ОТРЫВОК ТЕКСТА –
Где-то в это время Гунчик приносил нам «камеля» – верблюжье мясо, которым кормили солдат в казармах. Откуда были эти верблюды, не знаю, но у него были друзья среди кашеваров, так что иногда ему удавалось получить судок, и он нас подкармливал. Так и вижу его радостное лицо и смеющиеся глаза, когда он входил с гостинцами на кухню. Может, верблюдов брали из зоосадов, хотя там их было мало. Это мне напомнило ужасный случай, который мне рассказала, кажется, Фокина, которая часто слышала разговоры большевиков, считавших ее своим человеком. Все время происходили повальные аресты и бойни, принявшие ужасающие размеры, особенно после наступления Юденича. Одна несчастная мать арестованного сына носила ему передачи, а однажды узнала, что его нет в тюрьме. На ее вопрос о том, где он, ей сказали, что его «пустили в расход», то есть расстреляли, как они выражались. Несчастная стала допытываться, куда дели его тело, чтобы похоронить. Но никто не хотел ей ничего сказать, наконец один солдат, у которого еще не заглохли человеческие чувства, отозвал ее в сторону и посоветовал ехать побыстрее в зоопарк, так как там, возможно, она еще застанет тело. На ее вопрос, почему в зоосад, он нехотя ответил, что всех расстрелянных туда свозят, чтобы кормить диких зверей. Несчастная бросилась туда, и ей позволили искать тело среди убитых. Она нашла его, достала какую-то тележку и отвезла хоронить. К счастью, и там она нашла людей с человеческими чувствами.
Теперь расскажу про один свой сон. Я никогда не помню своих снов и не обращаю на них внимания. Кроме того, я никогда не вижу во сне тех, о ком постоянно думаю и о ком молюсь. Однажды, еще в Царском, я вдруг увидела во сне свою Аглаидушку. Как будто я бросилась к ней и хотела обнять, но она не двигалась, смотрела на меня грустно и сказала: «Мумошка, молись обо мне». Это было так ясно сказано, что я тотчас вскочила и думала, что это все наяву. Я встала на колени и хотела молиться, но не знала как: как о живой или умершей. Но Бог знал, и ему я поручила свою дорогую. Я ничего не сказала детям. На следующую ночь мой сон повторился с еще большей ясностью, и я опять проснулась, пока ее слова звучали в моих ушах: «Мумошка, молись обо мне!» И так она пристально и грустно смотрела на меня, не двигаясь, не идя мне навстречу. У меня захолодало сердце, и я снова встала на колени и на этот раз начала молиться как об умершей. Сейчас объясню, почему я так думала.

ИСХОДНЫЕ СТРОКИ –
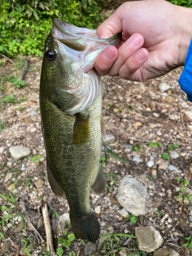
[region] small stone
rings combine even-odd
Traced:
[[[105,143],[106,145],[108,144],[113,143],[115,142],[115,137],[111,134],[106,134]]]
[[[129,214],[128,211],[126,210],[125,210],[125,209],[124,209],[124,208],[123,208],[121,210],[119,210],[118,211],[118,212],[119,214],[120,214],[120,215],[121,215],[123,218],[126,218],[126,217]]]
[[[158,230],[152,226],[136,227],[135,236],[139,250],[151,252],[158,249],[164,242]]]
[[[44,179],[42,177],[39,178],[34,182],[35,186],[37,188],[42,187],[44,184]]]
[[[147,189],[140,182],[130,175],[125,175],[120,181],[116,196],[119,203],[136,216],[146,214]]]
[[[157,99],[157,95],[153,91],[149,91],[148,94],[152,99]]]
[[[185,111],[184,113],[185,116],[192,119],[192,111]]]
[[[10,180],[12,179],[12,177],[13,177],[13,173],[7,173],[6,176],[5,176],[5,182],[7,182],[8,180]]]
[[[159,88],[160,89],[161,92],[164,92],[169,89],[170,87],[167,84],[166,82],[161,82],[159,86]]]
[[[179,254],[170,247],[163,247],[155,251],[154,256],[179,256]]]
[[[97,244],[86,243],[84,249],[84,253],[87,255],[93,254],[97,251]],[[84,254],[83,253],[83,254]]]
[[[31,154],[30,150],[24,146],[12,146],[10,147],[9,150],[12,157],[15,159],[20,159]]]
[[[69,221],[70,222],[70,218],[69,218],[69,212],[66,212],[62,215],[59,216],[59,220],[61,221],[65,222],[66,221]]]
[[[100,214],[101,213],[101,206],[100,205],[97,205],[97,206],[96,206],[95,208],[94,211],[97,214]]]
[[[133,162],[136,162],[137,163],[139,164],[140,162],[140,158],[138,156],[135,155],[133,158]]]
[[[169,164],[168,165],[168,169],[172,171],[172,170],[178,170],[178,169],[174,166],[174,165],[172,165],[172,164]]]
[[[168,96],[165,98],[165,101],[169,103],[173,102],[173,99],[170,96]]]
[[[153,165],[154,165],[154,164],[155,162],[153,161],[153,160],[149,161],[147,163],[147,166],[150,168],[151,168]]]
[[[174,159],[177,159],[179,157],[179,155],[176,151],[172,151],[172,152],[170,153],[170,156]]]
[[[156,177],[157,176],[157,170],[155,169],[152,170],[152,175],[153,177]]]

ЧТО СДЕЛАТЬ –
(a) Ответьте по отрывку на вопросы:
(i) Что приносил Гунчик?
(ii) Куда солдат посоветовал матери ехать за телом сына?
(iii) Какие слова Аглаидушка сказала во сне?
(b) Перечислите всех людей, которые названы в отрывке по имени или фамилии. Обращение, прозвучавшее во сне, не учитывайте.

РЕЗУЛЬТАТЫ ЗАДАНИЙ –
(a)
(i) «Камеля», то есть верблюжье мясо, которым кормили солдат в казармах.
(ii) В зоопарк.
(iii) «Мумошка, молись обо мне».

(b) Гунчик, Фокина, Юденич, Аглаидушка.